Rewrite the rows below, replacing "precision sprayer" with "spot sprayer" everywhere and keeping everything else the same. Leave out the pictures.
==== RECORDS SHOWN ====
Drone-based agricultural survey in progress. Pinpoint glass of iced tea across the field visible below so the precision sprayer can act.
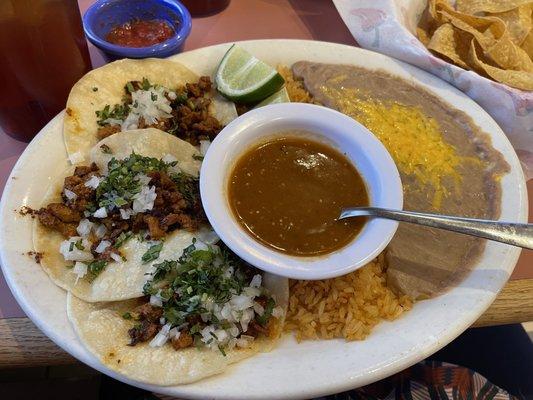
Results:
[0,0,91,141]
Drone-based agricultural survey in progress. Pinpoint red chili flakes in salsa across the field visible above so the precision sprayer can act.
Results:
[106,19,174,47]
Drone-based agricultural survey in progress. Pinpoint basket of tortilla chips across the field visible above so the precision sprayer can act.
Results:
[334,0,533,177]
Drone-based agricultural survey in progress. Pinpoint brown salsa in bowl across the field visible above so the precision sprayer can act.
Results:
[227,132,369,256]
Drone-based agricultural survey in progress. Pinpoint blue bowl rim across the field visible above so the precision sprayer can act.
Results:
[83,0,192,57]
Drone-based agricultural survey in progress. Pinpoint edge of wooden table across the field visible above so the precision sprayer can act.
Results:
[0,279,533,368]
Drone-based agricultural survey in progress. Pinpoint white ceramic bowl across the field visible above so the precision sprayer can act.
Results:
[200,103,403,279]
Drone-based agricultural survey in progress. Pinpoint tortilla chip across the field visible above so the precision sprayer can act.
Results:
[520,30,533,59]
[416,27,431,47]
[484,31,533,72]
[469,40,533,90]
[490,3,533,46]
[432,9,533,72]
[426,24,471,68]
[455,0,531,14]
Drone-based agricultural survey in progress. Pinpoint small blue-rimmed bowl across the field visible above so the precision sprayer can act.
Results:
[83,0,192,60]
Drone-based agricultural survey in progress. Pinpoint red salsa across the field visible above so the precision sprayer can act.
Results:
[106,19,174,47]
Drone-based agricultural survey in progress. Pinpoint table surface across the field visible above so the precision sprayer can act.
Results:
[0,0,533,367]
====
** CORRECT ANSWER **
Drone-based agricultural survey in progress. Pinpoint glass of iced tea across the field visible below so the spot sprayer can act.
Results:
[0,0,91,141]
Drone-based agricultural survey in progress. Pinpoint red chili flakes in salsa across the field visible above so the spot sprayer can act.
Results:
[106,19,174,47]
Drone-based agricultural survey in progress. Pinpoint basket of tortilla chips across the field visible above so the spot sprayer can act.
Results:
[334,0,533,177]
Drone-based agricultural survey in progress. Pinpoint brown salsa in bowl across the field visible above so the spot sprayer can act.
Results:
[227,132,369,256]
Drone-based agricultural survey in progress. Pinpoint blue bowl rim across the field visible above so the spot sprayer can act.
Results:
[83,0,192,57]
Drone-based agricultural survey in progress. Pinpoint edge of wooden table across the field visible above so the spot sprayer can act.
Results:
[0,279,533,368]
Drone-based agricultural survey in progress. Pinpoint white ceramic bowl across the field visible above so the spot sprayer can act.
Results:
[200,103,403,279]
Drone-based agricultural survey in progress. Pinpoint tortilla chip across the field visible above so the spot sprayer can act.
Results:
[520,30,533,59]
[416,27,431,47]
[484,31,533,72]
[469,40,533,90]
[490,3,533,46]
[432,9,533,72]
[426,24,471,68]
[455,0,531,14]
Drone-based agricultural survey in progress. Pinpoint small blue-rimmed bowl across the field visible above so the spot sprayer can act.
Results:
[83,0,192,60]
Drone-based agricultural survey in progress. Pinpoint red salsa across the field visible above so the spot sprayer can act.
Results:
[106,19,174,47]
Drone-based agricultural survey in progress. Pinpoint table surface across the field visible above so the spot sprayer can act.
Results:
[0,0,533,367]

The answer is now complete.